### [WORK ITEM]
Images stay out. Everything else in the records is repeated exactly.

### [DATASET]
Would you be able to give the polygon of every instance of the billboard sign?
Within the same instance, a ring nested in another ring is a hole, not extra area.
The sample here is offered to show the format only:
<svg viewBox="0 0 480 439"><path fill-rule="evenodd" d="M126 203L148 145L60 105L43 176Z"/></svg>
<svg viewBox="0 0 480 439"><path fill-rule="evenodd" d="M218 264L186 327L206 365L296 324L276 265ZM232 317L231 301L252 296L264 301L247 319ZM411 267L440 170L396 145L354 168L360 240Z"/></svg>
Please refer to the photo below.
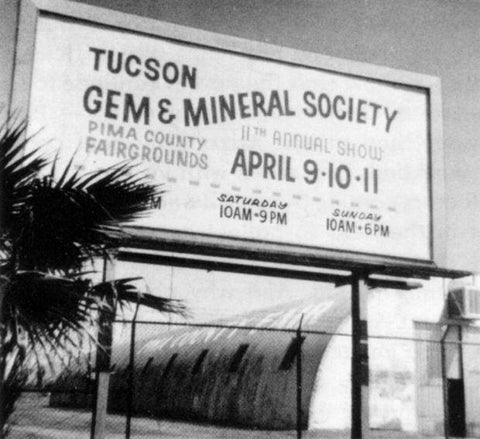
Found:
<svg viewBox="0 0 480 439"><path fill-rule="evenodd" d="M164 184L135 227L432 260L421 87L55 16L38 18L29 118L85 171Z"/></svg>

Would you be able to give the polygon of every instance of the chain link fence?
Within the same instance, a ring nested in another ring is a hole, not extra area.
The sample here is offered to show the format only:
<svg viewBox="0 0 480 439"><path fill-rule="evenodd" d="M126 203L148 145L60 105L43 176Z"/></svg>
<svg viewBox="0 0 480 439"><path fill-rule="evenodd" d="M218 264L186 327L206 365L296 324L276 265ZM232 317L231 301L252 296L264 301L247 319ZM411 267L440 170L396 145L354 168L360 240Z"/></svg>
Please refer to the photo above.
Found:
<svg viewBox="0 0 480 439"><path fill-rule="evenodd" d="M25 388L11 438L92 435L94 350ZM480 330L415 323L369 336L371 437L480 437ZM336 331L117 321L106 438L350 437L351 336ZM98 419L97 419L98 421Z"/></svg>

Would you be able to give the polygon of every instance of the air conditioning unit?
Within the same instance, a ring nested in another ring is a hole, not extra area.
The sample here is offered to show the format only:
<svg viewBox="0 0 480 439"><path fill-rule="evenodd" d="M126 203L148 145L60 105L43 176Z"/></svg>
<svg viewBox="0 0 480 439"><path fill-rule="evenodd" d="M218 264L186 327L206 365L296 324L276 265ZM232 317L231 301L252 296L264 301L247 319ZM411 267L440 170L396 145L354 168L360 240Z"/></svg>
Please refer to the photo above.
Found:
<svg viewBox="0 0 480 439"><path fill-rule="evenodd" d="M463 286L448 292L450 318L480 319L480 288Z"/></svg>

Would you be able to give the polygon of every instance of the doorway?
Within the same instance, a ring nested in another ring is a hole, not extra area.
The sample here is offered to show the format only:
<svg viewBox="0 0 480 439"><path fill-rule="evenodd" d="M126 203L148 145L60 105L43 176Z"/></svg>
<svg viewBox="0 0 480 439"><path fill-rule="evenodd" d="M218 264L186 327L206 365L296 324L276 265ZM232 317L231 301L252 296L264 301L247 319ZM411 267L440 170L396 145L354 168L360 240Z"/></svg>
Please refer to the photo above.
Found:
<svg viewBox="0 0 480 439"><path fill-rule="evenodd" d="M463 379L448 378L447 386L449 435L453 437L465 437L465 392Z"/></svg>

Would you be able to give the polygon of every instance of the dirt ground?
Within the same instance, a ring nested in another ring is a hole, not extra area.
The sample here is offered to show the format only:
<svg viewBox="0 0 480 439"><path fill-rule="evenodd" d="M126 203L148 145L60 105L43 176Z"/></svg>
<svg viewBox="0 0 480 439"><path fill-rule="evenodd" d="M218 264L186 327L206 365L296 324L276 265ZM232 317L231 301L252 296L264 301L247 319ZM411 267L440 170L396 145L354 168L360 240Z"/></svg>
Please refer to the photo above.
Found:
<svg viewBox="0 0 480 439"><path fill-rule="evenodd" d="M9 439L90 439L91 413L48 406L48 396L29 394L20 399L12 416ZM125 438L124 415L108 415L106 437ZM169 420L133 418L131 439L290 439L295 431L261 431ZM305 431L304 439L350 439L350 432ZM422 436L371 430L371 439L420 439ZM429 439L440 439L429 436ZM365 438L367 439L367 438Z"/></svg>

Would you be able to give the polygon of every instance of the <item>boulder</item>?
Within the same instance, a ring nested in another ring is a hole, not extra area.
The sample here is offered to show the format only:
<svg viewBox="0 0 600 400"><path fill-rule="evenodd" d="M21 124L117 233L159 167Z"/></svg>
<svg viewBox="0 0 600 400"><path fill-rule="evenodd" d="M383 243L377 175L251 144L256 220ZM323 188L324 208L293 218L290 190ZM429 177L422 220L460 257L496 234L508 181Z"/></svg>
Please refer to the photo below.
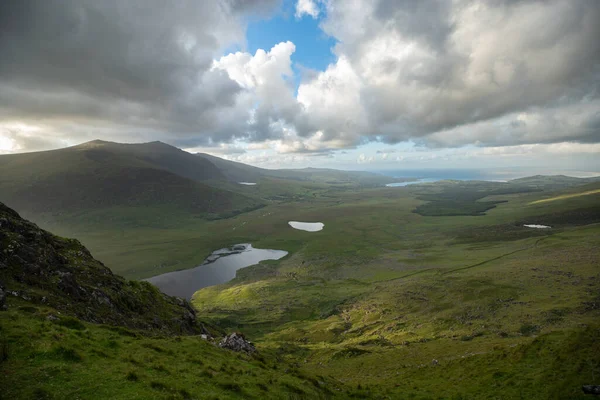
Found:
<svg viewBox="0 0 600 400"><path fill-rule="evenodd" d="M595 394L596 396L600 396L600 385L583 385L581 389L585 394Z"/></svg>
<svg viewBox="0 0 600 400"><path fill-rule="evenodd" d="M234 332L231 335L225 336L223 339L221 339L221 342L219 342L219 347L238 352L256 352L254 345L246 340L244 335L239 332Z"/></svg>
<svg viewBox="0 0 600 400"><path fill-rule="evenodd" d="M0 286L0 311L1 310L6 310L6 292L2 286Z"/></svg>

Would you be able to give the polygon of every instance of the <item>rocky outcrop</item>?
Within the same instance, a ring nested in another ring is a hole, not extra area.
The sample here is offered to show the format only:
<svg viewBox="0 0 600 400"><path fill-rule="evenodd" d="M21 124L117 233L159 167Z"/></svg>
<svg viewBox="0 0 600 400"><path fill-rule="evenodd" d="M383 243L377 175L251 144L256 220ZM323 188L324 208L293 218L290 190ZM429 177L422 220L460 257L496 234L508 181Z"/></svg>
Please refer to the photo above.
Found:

### [RESPONSE TO THIS EXERCISE]
Would you be able to give the polygon of every instance of the billboard sign?
Within the same instance, a ring nested in another ring is a hole, not extra area.
The sample here is offered to show the format only:
<svg viewBox="0 0 480 439"><path fill-rule="evenodd" d="M126 203L148 145L60 105L43 176Z"/></svg>
<svg viewBox="0 0 480 439"><path fill-rule="evenodd" d="M218 264L186 327L206 365L296 324L276 265ZM232 317L231 301L252 296L264 301L247 319ZM411 267L440 170L396 145L354 168L360 240Z"/></svg>
Please refer to the photo below.
Found:
<svg viewBox="0 0 480 439"><path fill-rule="evenodd" d="M164 184L135 227L432 260L421 87L55 16L38 18L29 118L85 171Z"/></svg>

Would you be able to give the polygon of every instance of the chain link fence?
Within the same instance, a ring nested in another ring is a hole, not extra area.
The sample here is offered to show the format only:
<svg viewBox="0 0 480 439"><path fill-rule="evenodd" d="M126 203L148 145L60 105L43 176Z"/></svg>
<svg viewBox="0 0 480 439"><path fill-rule="evenodd" d="M218 264L186 327L206 365L296 324L276 265ZM232 317L231 301L252 296L264 301L247 319ZM411 267L440 170L396 145L354 168L360 240Z"/></svg>
Please refer to the photo above.
Found:
<svg viewBox="0 0 480 439"><path fill-rule="evenodd" d="M25 388L11 438L92 435L94 350ZM480 330L415 323L369 336L371 437L480 437ZM336 331L117 321L106 438L350 437L351 336ZM98 419L97 419L98 421Z"/></svg>

Would you be able to give the polygon of every instance of the air conditioning unit?
Within the same instance, a ring nested in another ring is a hole, not extra area.
The sample here is offered to show the format only:
<svg viewBox="0 0 480 439"><path fill-rule="evenodd" d="M126 203L148 145L60 105L43 176Z"/></svg>
<svg viewBox="0 0 480 439"><path fill-rule="evenodd" d="M218 264L186 327L206 365L296 324L276 265ZM232 317L231 301L252 296L264 301L247 319ZM411 267L440 170L396 145L354 168L360 240Z"/></svg>
Please refer to the photo above.
Found:
<svg viewBox="0 0 480 439"><path fill-rule="evenodd" d="M463 286L448 292L450 318L480 319L480 288Z"/></svg>

Would you be able to give the polygon of every instance of the doorway?
Within the same instance, a ring nested in another ring is a hole, not extra area.
The sample here is offered to show the format only:
<svg viewBox="0 0 480 439"><path fill-rule="evenodd" d="M126 203L148 145L60 105L43 176Z"/></svg>
<svg viewBox="0 0 480 439"><path fill-rule="evenodd" d="M218 264L186 327L206 365L296 324L276 265ZM232 317L231 301L252 296L264 301L247 319ZM411 267L440 170L396 145L354 168L360 240Z"/></svg>
Please refer to the photo above.
Found:
<svg viewBox="0 0 480 439"><path fill-rule="evenodd" d="M463 379L448 378L447 386L449 435L453 437L465 437L465 392Z"/></svg>

Would you be able to give the polygon of every instance of the dirt ground?
Within the same instance, a ring nested in another ring is a hole, not extra area.
The sample here is offered to show the format only:
<svg viewBox="0 0 480 439"><path fill-rule="evenodd" d="M126 203L148 145L60 105L43 176Z"/></svg>
<svg viewBox="0 0 480 439"><path fill-rule="evenodd" d="M218 264L186 327L206 365L296 324L276 265ZM232 317L231 301L252 296L264 301L247 319ZM411 267L440 170L396 145L354 168L360 240Z"/></svg>
Please refer to the photo above.
Found:
<svg viewBox="0 0 480 439"><path fill-rule="evenodd" d="M9 439L90 439L91 413L48 406L48 396L29 394L20 399L12 416ZM125 438L124 415L108 415L106 437ZM169 420L133 418L131 439L290 439L295 431L261 431ZM305 431L304 439L350 439L350 432ZM422 436L371 430L371 439L420 439ZM429 439L440 439L429 436ZM365 438L367 439L367 438Z"/></svg>

Would you be able to give the polygon of every instance of the <item>boulder</item>?
Within the same instance, a ring nested in another ring is a hole, not extra area.
The sample here is offered to show the format only:
<svg viewBox="0 0 600 400"><path fill-rule="evenodd" d="M21 124L117 233L159 167Z"/></svg>
<svg viewBox="0 0 600 400"><path fill-rule="evenodd" d="M383 243L377 175L251 144L256 220ZM323 188L324 208L293 218L290 190ZM429 177L422 220L460 257L496 234L508 181Z"/></svg>
Please refer to the photo below.
Found:
<svg viewBox="0 0 600 400"><path fill-rule="evenodd" d="M595 394L596 396L600 396L600 385L583 385L581 389L585 394Z"/></svg>
<svg viewBox="0 0 600 400"><path fill-rule="evenodd" d="M234 332L231 335L225 336L223 339L221 339L221 342L219 342L219 347L238 352L256 352L254 345L246 340L244 335L239 332Z"/></svg>
<svg viewBox="0 0 600 400"><path fill-rule="evenodd" d="M0 286L0 311L1 310L6 310L6 292L2 286Z"/></svg>

Would you be able to give the polygon of every instance of the <item>rocky outcrop</item>?
Within the same instance, a ring nested in another ring is a hole, not extra area.
The sample here is offered to show the format only:
<svg viewBox="0 0 600 400"><path fill-rule="evenodd" d="M21 124L117 233L159 167Z"/></svg>
<svg viewBox="0 0 600 400"><path fill-rule="evenodd" d="M383 243L377 175L251 144L256 220ZM323 188L324 208L293 218L290 190ZM429 177L422 220L460 257L496 234L508 181Z"/></svg>
Please refer to the photo above.
Found:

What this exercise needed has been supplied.